# GIVEN ENTRIES:
━━━━━━━━━━━━━━━━

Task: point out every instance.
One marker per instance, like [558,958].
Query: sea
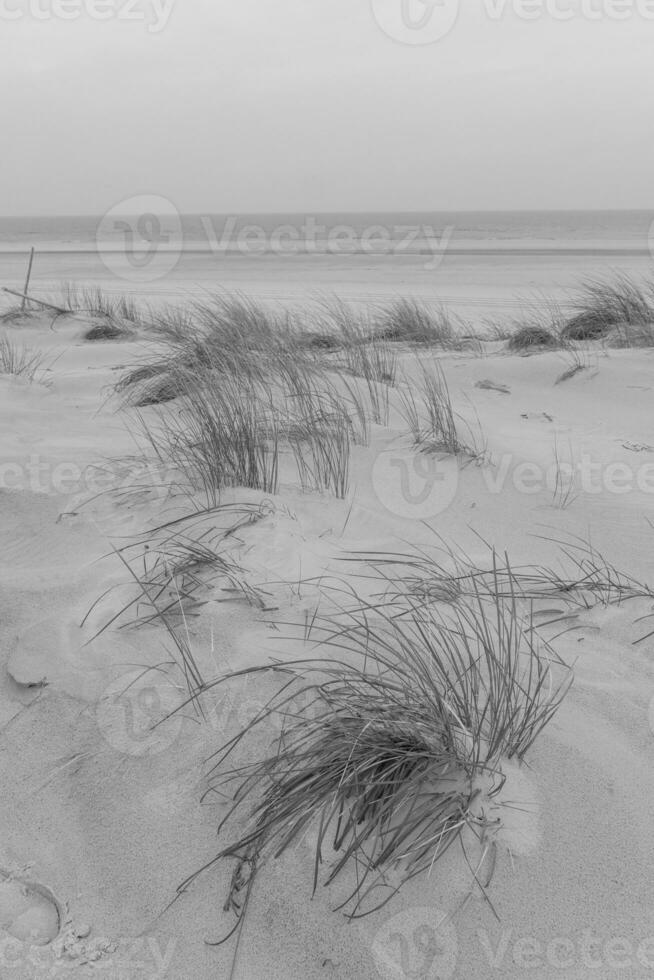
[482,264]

━━━━━━━━━━━━━━━━

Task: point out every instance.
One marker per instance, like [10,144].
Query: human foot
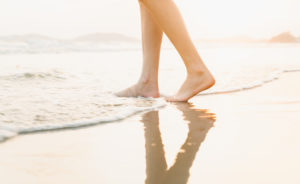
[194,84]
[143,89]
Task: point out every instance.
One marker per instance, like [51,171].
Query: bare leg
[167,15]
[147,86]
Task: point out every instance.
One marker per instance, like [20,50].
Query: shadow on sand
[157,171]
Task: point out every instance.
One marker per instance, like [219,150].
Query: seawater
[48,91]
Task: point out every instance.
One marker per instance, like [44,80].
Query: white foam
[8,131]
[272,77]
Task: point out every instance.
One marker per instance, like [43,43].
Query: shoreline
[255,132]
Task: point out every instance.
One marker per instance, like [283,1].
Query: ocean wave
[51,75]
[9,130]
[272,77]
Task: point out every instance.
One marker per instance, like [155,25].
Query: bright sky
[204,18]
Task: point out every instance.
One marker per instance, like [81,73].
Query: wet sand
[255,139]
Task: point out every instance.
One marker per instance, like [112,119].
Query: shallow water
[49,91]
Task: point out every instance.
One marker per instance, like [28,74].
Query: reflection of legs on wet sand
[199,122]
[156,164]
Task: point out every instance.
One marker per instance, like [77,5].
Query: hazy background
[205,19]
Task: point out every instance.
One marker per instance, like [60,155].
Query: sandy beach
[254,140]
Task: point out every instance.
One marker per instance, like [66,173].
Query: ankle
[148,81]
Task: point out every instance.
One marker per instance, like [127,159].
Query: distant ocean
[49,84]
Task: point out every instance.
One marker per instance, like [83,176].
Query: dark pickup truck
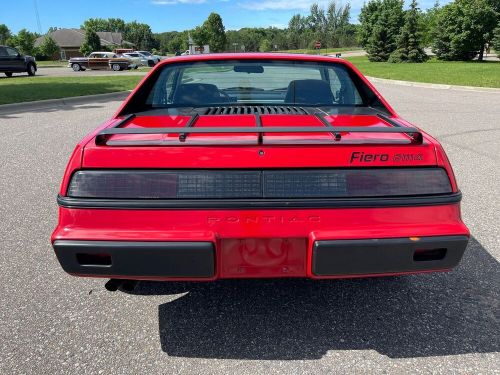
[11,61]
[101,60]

━━━━━━━━━━━━━━━━

# WHAT YOU HAVE TO DO:
Gather and copy each line of the records above that contains the word "ocean".

# ANSWER TO THIS TASK:
Query: ocean wave
Query: distant ocean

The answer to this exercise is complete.